КИНООБОЗРЕНИЕ НАТАЛЬИ СИРИВЛИ
Варежки на резинках
В феврале умер Алексей Герман-старший. R.I.P. Меня попросили написать о нем. Я сгоряча согласилась и только потом поняла, что задача эта почти непосильная. Его последний фильм по роману Стругацких «Трудно быть богом», который Герман в муках снимал последние 12 лет, — так и остался незаконченным. Черновой монтаж показывают время от времени, но исключительно избранным. Мне в число избранных попасть пока что не повезло. А про четыре другие картины написано уже столько, что даже как-то и неудобно лишний раз обременять ноосферу. В общем, оказавшись в большом затруднении, я решила написать про варежки на резинках.
Среди бесчисленных деталей в картинах Германа-старшего есть несколько, переходящих из фильма в фильм, обозначающих его мир как единый, глубоко интимный, сделанный «из вещества того же, что и сны». Мир, где художник разбирается со своими демонами или же Даймоном, — как угодно. Иные такие детали сразу бросаются в глаза, как, к примеру, бесчисленные духовые оркестры. Другие спрятаны, как метки на белье, как маркер таинственного, нерасчленимого сгустка детских ощущений/эмоций/воспоминаний, из которого и растет германовская кинематографическая вселенная. Что-то вроде вкуса бисквитного печенья у Пруста. Варежки на веревках, привязанные к поясу или пришитые к рукавам, — тут и защищенность, и вечная, унизительная немного детскость; зависимость от больших (кто-то пришил, позаботился) и рассеянная беспечность (можно не бояться, что потеряешь и будут ругать) — то ощущение единства с собой-маленьким, непридуманным, настоящим, что служит камертоном при настройке всего гигантского фильмического оркестра.
Надеты при этом варежки могут быть на кого угодно.
В «Проверке на дорогах» (1971) они принадлежат мордатому немцу в каске, мотоциклетных очках, с лицом, до очков замотанным шарфом. Чучело какое-то, а не немец! Из детской игры в войнушку. Его большие камуфляжные рукавицы привязаны к поясу и болтаются в кадре не больше секунды, когда этот немец в сцене напряженной дуэли с Лазаревым (Владимир Заманский), думая, что подстрелил противника, неосмотрительно выбирается на дорогу из заснеженного кювета и тут же падает, прошитый автоматной очередью. Потом это чучело, то бишь труп немца, партизаны начиняют взрывчаткой и используют как приманку, дабы подорвать едущий следом немецкий кортеж. «Проверка на дорогах» — партизанский экшн с элементами суровой народной драмы. И еще к тому же — своеобразная советская вариация Притчи о Блудном сыне, где в роли отца — командир партизанского отряда, бывший сельский милиционер Локотков (Ролан Быков), в роли блудного сына — «предатель» Лазарев, попавший в плен, согласившийся служить у немцев, но потом — замученный совестью — добровольно сдавшийся партизанам. А в роли недовольного старшего сына — майор Петушков (Анатолий Солоницын), который требует немедленно пустить Лазарева в расход. Но, несмотря на происки, шантаж и самоуправство Петушкова, Локотков все равно прощает и принимает Лазарева и вместо откормленного теленка и перстня на палец дарит ему пулемет и право умереть геройской смертью за Родину. Финал. Победная медь духового оркестра. Наши танки идут на Берлин. Локотков в застиранной гимнастерке без орденов и медалей, аутсайдер войны, толкает плечом заглохший грузовик и кричит солдатам: «А ну подмогните, сыночки! А ну давай, родненькие!». Настоящий отец! Пусть и полуопальный. Персонаж, сочиненный писателем Германом-папой, на которого сын-режиссер смотрит с восторгом и восхищением.

### [ИСХОДНЫЕ ДАННЫЕ]
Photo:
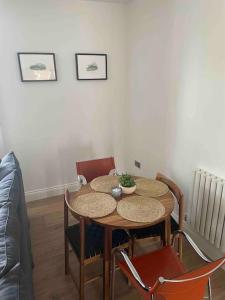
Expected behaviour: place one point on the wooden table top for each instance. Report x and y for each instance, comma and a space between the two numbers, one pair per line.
114, 220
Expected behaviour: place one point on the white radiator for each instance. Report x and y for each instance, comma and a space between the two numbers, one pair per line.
208, 208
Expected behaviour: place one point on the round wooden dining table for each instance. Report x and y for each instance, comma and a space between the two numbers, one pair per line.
114, 221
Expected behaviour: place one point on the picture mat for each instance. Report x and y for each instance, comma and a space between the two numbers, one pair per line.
27, 60
85, 60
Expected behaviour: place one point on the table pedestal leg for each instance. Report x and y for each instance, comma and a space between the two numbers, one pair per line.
168, 231
107, 263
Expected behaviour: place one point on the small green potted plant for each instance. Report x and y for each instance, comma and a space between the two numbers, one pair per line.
127, 184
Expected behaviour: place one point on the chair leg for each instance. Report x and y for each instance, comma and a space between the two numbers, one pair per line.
113, 274
66, 256
131, 247
180, 247
81, 281
209, 290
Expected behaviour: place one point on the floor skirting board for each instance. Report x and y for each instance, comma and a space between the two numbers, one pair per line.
50, 192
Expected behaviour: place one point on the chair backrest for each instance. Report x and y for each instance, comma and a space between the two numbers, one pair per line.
91, 169
188, 286
177, 193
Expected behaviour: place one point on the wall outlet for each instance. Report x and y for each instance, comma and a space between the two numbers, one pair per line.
137, 164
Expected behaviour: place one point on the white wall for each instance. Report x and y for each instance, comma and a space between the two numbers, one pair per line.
51, 125
176, 88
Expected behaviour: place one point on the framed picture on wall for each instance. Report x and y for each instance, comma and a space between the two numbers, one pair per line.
91, 66
37, 66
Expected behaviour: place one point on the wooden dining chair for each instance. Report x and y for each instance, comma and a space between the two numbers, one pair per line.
160, 275
159, 229
87, 242
91, 169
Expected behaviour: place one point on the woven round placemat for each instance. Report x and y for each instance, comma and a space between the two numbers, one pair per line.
140, 209
150, 188
94, 205
104, 184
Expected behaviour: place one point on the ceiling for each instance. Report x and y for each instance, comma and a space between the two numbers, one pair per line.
116, 1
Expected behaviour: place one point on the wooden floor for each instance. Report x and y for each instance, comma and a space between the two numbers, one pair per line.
50, 283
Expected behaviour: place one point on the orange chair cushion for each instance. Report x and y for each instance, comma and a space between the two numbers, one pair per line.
151, 266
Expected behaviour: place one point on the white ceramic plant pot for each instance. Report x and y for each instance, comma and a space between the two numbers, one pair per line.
127, 190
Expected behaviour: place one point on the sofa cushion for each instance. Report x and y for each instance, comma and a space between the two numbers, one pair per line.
8, 163
9, 223
9, 284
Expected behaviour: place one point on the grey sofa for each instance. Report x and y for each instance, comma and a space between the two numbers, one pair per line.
15, 246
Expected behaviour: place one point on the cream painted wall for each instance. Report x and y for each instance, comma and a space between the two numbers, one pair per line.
176, 88
51, 125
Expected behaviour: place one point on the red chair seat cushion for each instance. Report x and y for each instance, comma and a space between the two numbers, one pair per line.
151, 266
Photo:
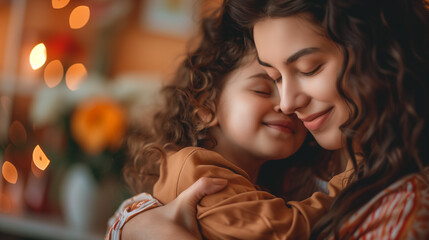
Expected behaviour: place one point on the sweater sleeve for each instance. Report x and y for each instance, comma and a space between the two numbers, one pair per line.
241, 210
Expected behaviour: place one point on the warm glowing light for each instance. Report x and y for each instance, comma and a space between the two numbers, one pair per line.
75, 75
9, 172
79, 17
38, 56
40, 159
97, 125
57, 4
17, 133
53, 73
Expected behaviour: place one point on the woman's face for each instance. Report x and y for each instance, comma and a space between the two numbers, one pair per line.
305, 66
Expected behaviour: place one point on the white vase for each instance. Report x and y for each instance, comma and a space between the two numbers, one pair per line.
78, 195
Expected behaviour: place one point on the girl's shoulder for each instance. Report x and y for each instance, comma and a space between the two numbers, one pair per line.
401, 211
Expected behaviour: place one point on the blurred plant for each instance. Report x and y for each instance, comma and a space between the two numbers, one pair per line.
89, 125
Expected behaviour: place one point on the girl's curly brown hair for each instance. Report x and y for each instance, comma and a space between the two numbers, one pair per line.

### [ЧТО НУЖНО СДЕЛАТЬ]
**A)** Ответьте по кинообозрению о фильмах Алексея Германа-старшего:
(i) Сколько лет Герман снимал фильм «Трудно быть богом»?
(ii) В каком году вышла «Проверка на дорогах»?
(iii) Кто сыграл командира партизанского отряда Локоткова?
**B)** Выведите без изменений фрагмент кинообозрения о фильмах Германа: всё от слов «КИНООБОЗРЕНИЕ НАТАЛЬИ СИРИВЛИ» и ниже до слов «варежки на резинках.».
**C)** Продолжите кинообозрение о фильмах Алексея Германа-старшего, начав сразу после его последнего предложения.

### [ОТВЕТЫ К ЗАДАНИЯМ]
**A)**
(i) Последние 12 лет.
(ii) В 1971 году.
(iii) Ролан Быков.

**B)**
КИНООБОЗРЕНИЕ НАТАЛЬИ СИРИВЛИ
Варежки на резинках
В феврале умер Алексей Герман-старший. R.I.P. Меня попросили написать о нем. Я сгоряча согласилась и только потом поняла, что задача эта почти непосильная. Его последний фильм по роману Стругацких «Трудно быть богом», который Герман в муках снимал последние 12 лет, — так и остался незаконченным. Черновой монтаж показывают время от времени, но исключительно избранным. Мне в число избранных попасть пока что не повезло. А про четыре другие картины написано уже столько, что даже как-то и неудобно лишний раз обременять ноосферу. В общем, оказавшись в большом затруднении, я решила написать про варежки на резинках.

**C)**
В «Двадцати днях без войны» (1976) варежки пришиты к телогрейке главного героя — военного корреспондента Лопатина (Юрий Никулин), когда в самом начале фильма он идет по утреннему туманному Феодосийскому пляжу. Длинная панорама. Косо торчащий пляжный грибок. Солдаты, сняв промокшие сапоги, греются у костра. В кадр попадает пожилой усатый солдат, который тащится за Лопатиным и рассуждает, что всем на войне страшно, даже Гитлеру. И еще один — красавец-брюнет, который погибнет через пару минут, во время начавшейся внезапно бомбежки. Рядом друг Лопатина — фотокор Пашка Рубцов (Михаил Кононов), который тоже погибнет, но позже, под Сталинградом… Панорама озвучена закадровым голосом Константина Симонова, по повести которого сделан фильм: «Черт его знает… — мужественно картавит Симонов, — почему вспоминается одно, а не другое. Почему, хотя после этой высадки в Феодосии был потом и Дон, и Сталинград, и два ранения, а в памяти вдруг снова эта зимняя, туманная сырость над морем. И это утро перед обратной дорогой на Большую землю, и этот солдат с его словами про Гитлера…».
Симонов — друг отца, пробивший постановку, очень помогавший Герману после того, как «Проверку на дорогах» положили на полку. Из той же породы, что и отец — сильный, победительный, добрый… И Герман отдает его альтер эго — Лопатину — свои детские варежки, готовый слиться с ним, полностью совпасть с изгибами его памяти, с его мудрым, доброкачественным взглядом на мир. Весь фильм — путешествие с войны на войну. Короткая передышка в тылу, где война — не разрывы бомб и снарядов, а сотни лиц, задетых, раненых, раздавленных, опаленных великой общей бедой. Фабула — пронзительная love story Лопатина и Ники (Людмила Гурченко) — лишь одна из множества человеческих драм, которые вмещает эта картина. И Лопатин тут не столько герой-любовник, сколько чуткий свидетель — чужого горя, надежд, суетности, халтуры, творчества, страхов, усилий… А его реакции — острая боль, сострадание, жалость, брезгливость, восхищение, гнев и даже отнюдь не казенный пафос на митинге на заводе, где он выступает перед истощенными десяти-двенадцатилетними детьми, — эталон человечности (Никулин — актер, который вообще не способен фальшивить). Эти реакции пронизывают мир, охваченный бедой и войной, как прочная нравственная арматура, дающая надежду, что мир этот выстоит, несмотря ни на что. Герман изо всех сил готов в это верить и дает нам увидеть суровую обыденность великой войны глазами идеально-прекрасного человека.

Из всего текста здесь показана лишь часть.